#### [Task directions]
Add 44 to every coordinate in the answers, and write out again every line from the start of the material through the line with "144 77 L 134", requests included.

Outline labeling records
-*-*-

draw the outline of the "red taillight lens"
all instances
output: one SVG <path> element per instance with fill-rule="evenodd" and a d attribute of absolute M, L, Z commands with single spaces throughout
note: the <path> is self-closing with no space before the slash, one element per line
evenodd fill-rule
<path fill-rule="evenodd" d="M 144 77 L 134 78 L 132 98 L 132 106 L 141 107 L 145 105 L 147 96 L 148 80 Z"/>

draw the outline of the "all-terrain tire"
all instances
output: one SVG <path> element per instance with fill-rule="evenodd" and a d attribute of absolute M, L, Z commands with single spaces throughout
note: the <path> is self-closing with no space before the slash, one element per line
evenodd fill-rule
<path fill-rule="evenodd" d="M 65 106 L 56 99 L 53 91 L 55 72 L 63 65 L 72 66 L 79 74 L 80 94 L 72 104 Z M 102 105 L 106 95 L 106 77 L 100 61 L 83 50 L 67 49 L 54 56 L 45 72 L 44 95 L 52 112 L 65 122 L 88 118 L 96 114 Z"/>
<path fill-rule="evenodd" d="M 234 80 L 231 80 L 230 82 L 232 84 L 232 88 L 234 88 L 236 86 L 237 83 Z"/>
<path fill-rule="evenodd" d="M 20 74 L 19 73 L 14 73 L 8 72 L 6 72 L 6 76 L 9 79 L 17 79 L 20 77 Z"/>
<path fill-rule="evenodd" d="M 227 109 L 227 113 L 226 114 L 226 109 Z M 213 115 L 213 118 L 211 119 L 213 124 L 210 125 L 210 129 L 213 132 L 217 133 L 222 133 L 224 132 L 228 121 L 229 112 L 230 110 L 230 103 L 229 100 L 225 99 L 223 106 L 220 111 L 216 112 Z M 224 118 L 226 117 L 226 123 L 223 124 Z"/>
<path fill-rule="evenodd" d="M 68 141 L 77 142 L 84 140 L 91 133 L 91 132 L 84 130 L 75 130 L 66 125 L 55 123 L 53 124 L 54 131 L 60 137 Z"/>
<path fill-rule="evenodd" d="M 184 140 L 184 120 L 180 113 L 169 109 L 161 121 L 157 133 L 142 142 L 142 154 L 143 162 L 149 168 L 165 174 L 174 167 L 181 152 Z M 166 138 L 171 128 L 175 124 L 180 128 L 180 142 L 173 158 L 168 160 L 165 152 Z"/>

-*-*-

#### [Answer to this exercise]
draw the outline of the "red taillight lens"
all instances
output: one SVG <path> element per instance with fill-rule="evenodd" and a d attribute of absolute M, L, Z commands with single spaces throughout
note: the <path> is self-closing with no space before the slash, one element per line
evenodd fill-rule
<path fill-rule="evenodd" d="M 188 121 L 178 122 L 176 142 L 176 150 L 185 151 L 189 149 L 191 140 L 192 124 Z"/>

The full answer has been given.